[Referring expression pointing data]
>>>>>

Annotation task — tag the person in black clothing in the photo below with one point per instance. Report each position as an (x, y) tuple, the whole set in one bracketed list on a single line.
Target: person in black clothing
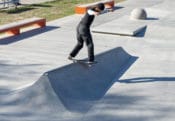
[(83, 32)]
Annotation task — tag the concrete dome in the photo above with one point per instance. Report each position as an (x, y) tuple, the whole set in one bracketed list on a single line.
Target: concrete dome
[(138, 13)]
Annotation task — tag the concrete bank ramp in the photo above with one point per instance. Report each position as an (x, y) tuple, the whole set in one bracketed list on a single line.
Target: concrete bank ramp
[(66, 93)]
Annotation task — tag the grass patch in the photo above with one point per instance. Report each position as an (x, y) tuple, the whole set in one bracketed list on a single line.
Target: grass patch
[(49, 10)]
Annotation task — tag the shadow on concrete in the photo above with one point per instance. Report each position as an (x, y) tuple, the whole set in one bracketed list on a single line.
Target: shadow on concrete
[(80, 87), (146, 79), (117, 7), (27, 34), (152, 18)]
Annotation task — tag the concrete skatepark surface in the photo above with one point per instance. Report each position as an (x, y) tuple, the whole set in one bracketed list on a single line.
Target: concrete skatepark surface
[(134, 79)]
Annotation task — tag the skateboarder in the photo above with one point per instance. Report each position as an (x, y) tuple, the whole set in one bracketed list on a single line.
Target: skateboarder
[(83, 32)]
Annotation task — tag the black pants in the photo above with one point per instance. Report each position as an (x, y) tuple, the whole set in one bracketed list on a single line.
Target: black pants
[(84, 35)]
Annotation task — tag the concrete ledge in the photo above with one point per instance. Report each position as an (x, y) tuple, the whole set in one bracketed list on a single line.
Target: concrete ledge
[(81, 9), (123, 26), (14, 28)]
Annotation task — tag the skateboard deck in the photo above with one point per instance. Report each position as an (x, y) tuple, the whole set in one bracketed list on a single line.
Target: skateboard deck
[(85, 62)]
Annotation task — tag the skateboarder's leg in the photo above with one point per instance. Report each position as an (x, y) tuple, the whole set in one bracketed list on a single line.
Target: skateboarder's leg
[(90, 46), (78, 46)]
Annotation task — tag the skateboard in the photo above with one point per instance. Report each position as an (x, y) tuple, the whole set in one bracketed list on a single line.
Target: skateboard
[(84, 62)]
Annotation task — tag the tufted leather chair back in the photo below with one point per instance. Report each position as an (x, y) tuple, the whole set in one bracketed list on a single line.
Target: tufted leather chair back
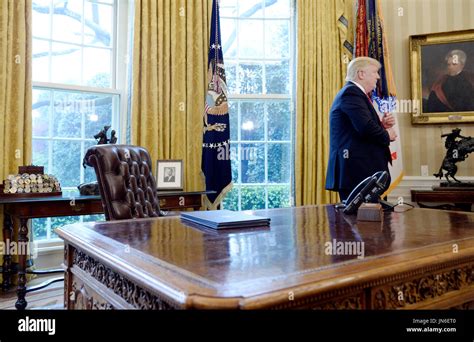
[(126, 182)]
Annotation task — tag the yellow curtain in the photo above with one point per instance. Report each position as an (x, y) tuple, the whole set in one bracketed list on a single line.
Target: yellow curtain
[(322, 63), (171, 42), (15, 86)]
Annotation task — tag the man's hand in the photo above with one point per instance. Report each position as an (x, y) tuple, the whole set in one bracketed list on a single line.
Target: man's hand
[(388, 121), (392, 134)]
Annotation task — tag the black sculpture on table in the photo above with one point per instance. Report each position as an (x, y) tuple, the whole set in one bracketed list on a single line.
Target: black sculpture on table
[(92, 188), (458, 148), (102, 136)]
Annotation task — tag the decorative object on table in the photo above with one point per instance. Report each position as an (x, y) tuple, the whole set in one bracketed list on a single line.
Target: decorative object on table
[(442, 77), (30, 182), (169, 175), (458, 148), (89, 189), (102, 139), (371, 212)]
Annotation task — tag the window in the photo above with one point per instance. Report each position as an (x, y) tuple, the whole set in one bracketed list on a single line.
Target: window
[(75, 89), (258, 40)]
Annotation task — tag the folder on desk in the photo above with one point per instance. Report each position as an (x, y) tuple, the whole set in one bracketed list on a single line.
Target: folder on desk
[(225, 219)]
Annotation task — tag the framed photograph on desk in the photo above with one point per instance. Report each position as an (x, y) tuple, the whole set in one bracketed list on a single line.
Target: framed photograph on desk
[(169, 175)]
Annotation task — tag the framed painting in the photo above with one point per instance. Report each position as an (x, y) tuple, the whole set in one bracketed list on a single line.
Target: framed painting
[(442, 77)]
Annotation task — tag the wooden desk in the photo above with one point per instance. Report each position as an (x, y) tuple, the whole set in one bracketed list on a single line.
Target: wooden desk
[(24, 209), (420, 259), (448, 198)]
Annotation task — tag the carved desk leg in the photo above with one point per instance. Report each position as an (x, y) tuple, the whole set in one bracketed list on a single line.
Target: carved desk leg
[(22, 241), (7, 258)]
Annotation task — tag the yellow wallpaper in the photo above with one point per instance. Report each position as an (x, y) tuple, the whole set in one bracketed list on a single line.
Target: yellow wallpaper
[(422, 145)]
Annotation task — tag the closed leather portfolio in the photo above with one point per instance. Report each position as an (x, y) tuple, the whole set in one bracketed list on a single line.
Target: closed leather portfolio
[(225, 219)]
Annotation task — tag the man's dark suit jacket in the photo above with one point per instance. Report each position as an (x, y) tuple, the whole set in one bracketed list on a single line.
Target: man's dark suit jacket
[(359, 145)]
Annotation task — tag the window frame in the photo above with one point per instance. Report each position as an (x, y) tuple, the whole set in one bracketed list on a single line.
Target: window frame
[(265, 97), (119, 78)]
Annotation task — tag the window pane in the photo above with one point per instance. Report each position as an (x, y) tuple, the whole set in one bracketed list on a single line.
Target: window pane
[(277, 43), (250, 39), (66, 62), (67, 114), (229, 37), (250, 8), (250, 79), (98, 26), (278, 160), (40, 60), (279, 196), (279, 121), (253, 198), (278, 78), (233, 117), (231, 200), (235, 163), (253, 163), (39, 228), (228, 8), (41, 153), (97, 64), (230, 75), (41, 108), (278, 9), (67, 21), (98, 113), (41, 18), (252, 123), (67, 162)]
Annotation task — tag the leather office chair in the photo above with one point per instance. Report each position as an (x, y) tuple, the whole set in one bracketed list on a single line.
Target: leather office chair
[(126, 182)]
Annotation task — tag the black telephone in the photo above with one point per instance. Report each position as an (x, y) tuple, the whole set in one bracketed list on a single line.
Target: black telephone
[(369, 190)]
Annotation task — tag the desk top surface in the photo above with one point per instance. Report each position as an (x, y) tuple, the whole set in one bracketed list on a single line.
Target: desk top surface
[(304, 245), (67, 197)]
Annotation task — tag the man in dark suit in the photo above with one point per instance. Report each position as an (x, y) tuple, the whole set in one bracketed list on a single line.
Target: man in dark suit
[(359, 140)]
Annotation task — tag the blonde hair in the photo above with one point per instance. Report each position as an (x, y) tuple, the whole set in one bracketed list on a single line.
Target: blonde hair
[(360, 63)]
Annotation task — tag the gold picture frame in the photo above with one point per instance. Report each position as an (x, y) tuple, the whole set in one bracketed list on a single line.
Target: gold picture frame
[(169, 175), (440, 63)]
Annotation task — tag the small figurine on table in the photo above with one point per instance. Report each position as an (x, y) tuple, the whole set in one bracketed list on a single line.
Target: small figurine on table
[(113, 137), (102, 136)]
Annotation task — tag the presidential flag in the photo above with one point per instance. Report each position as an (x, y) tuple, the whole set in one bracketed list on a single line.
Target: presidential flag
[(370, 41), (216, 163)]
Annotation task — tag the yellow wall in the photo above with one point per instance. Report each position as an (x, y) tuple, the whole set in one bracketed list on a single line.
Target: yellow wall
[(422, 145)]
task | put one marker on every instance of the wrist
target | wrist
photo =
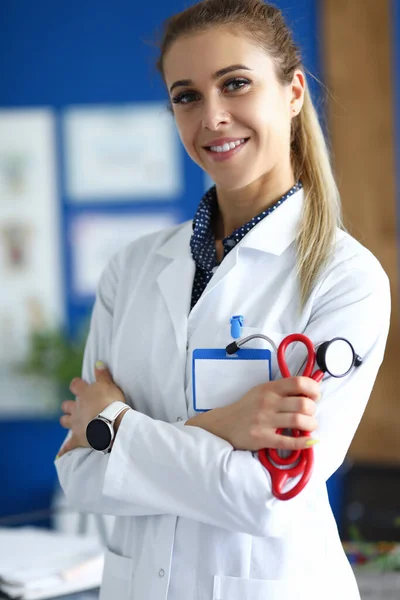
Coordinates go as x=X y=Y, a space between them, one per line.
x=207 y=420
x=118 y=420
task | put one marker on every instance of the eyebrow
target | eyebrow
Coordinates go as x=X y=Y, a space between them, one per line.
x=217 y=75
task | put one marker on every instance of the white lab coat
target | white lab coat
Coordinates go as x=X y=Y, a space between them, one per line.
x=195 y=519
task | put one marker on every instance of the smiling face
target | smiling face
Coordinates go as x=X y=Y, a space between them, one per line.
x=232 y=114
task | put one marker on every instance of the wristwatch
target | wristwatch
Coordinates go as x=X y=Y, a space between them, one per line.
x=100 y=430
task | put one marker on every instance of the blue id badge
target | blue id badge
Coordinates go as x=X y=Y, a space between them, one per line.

<<<<<

Set down nothing but the lines from the one containing "target | blue id badge" through the end of the entries above, exactly as written, both ends counted.

:: ANSWER SECTION ::
target | blue id badge
Coordinates go as x=X y=Y, a space between them, one per line.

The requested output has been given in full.